Une vague d'attaques contre des journalistes observée depuis l’investiture du nouveau président au Yémen menace d'anéantir les progrès accomplis récemment dans ce pays en matière de liberté d'expression.
Une vague d’attaques contre des journalistes observée depuis l’investiture du nouveau président au Yémen menace d’anéantir les progrès accomplis récemment dans ce pays en matière de liberté d’expression, a déclaré Human Rights Watch dans un rapport publié aujourd’hui. Alors que le gouvernement du président Abdu Rabu Mansour Hadi a allégé les contrôles sur les médias dans le cadre de réformes générales relatives aux droits humains, il n’a pas dénoncé les actes de harcèlement, les menaces et les attaques commis par des agents du gouvernement ou d’autres personnes contre des journalistes, des blogueurs et d’autres détracteurs du gouvernement, et n’a pas non plus engagé de poursuites contre leurs auteurs.
::::::::::
EXERCICE ÉCRIT 1
Rassemblez chaque ligne des enregistrements qui contient la chaîne « wooden », en tenant compte de la casse.
Les enregistrements n'ont aucun lien avec l'extrait sur le Yémen.
::::::::::
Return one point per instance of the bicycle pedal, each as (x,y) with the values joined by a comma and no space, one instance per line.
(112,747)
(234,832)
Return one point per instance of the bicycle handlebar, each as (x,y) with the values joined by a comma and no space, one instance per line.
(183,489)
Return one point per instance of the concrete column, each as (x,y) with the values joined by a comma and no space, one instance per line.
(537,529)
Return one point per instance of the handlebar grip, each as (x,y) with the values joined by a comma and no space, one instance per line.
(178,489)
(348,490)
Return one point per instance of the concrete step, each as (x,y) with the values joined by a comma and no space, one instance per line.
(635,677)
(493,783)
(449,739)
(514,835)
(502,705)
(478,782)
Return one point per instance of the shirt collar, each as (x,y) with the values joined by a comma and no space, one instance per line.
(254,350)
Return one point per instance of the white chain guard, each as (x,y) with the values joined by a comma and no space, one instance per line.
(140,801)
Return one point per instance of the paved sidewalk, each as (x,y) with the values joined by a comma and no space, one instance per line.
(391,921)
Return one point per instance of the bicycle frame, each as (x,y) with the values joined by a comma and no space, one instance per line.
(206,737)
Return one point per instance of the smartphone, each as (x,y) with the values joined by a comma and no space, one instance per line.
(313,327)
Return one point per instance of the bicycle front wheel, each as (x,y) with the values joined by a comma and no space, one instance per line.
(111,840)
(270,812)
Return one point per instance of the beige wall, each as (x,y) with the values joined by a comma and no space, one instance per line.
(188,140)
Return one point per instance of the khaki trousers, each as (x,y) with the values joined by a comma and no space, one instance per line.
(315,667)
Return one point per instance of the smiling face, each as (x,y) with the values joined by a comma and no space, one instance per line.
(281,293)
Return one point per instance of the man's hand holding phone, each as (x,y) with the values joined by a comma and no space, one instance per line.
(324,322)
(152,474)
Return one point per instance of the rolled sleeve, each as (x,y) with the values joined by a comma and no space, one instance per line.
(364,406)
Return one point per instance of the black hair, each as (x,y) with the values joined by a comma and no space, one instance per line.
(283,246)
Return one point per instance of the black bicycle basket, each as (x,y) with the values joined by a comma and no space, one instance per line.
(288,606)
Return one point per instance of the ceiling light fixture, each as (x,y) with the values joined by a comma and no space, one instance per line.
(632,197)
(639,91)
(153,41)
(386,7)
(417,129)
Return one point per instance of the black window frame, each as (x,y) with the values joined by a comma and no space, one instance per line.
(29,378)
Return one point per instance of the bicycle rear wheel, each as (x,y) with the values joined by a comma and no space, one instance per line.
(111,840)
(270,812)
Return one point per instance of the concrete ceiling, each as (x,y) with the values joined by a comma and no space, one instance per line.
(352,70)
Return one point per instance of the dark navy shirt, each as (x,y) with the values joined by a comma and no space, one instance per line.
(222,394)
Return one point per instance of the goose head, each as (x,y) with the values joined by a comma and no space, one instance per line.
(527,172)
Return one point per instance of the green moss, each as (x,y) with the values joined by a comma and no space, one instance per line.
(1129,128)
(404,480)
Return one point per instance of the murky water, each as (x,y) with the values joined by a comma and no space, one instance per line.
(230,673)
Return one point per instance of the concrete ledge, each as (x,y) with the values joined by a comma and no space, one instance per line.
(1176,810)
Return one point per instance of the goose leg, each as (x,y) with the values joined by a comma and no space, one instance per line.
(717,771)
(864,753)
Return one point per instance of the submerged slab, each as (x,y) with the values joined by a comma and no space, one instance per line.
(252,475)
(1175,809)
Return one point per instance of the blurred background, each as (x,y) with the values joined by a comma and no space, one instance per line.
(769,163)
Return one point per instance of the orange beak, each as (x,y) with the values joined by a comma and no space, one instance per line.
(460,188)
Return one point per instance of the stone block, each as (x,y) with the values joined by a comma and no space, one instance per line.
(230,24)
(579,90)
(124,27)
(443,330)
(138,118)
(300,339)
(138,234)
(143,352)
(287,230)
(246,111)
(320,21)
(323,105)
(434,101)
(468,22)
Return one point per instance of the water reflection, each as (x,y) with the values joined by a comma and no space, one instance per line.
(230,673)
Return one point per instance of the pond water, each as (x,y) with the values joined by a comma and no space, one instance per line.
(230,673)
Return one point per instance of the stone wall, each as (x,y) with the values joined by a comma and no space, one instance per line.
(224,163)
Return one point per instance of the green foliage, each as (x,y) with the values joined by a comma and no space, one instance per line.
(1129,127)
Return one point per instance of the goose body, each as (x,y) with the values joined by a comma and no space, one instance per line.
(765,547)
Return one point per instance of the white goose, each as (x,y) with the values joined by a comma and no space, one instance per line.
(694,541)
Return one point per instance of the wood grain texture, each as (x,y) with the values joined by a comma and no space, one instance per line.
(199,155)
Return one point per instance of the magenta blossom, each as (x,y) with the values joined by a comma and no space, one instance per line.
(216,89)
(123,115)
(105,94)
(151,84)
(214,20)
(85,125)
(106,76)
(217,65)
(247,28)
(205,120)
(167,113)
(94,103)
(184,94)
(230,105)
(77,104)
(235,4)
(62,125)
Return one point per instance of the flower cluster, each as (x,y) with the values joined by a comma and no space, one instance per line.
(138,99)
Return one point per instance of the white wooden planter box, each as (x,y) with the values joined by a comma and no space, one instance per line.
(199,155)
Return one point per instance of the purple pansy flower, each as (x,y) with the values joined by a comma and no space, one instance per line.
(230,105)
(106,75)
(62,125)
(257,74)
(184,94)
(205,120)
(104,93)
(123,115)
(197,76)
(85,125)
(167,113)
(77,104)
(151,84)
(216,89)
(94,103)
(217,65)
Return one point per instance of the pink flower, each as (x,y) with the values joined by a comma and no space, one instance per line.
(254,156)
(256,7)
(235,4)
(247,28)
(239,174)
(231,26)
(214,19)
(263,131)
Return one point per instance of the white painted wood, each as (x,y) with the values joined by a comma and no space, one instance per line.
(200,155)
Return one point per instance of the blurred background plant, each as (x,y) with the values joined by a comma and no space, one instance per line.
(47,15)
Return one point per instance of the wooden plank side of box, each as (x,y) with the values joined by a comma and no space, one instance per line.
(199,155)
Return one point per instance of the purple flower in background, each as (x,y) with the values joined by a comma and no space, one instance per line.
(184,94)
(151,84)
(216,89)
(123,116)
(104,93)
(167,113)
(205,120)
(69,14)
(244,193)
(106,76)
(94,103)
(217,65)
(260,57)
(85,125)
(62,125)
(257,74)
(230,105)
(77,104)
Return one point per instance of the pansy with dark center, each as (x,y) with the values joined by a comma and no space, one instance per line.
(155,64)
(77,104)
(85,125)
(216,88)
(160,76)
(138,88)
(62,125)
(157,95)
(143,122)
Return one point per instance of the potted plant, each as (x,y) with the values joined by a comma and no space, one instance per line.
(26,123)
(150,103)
::::::::::
EXERCICE ÉCRIT 2
Dans l'extrait sur le Yémen, remplacez « journalistes » par « reporters » et redonnez le passage allant de « Une vague d'attaques » jusqu'à « de liberté d'expression. » inclus.

RÉSULTAT 1
Return one point per instance of the white wooden planter box, each as (x,y) with the values joined by a comma and no space, one instance per line.
Return one point per instance of the wooden plank side of box, each as (x,y) with the values joined by a comma and no space, one instance per line.

RÉSULTAT 2
Une vague d'attaques contre des reporters observée depuis l’investiture du nouveau président au Yémen menace d'anéantir les progrès accomplis récemment dans ce pays en matière de liberté d'expression.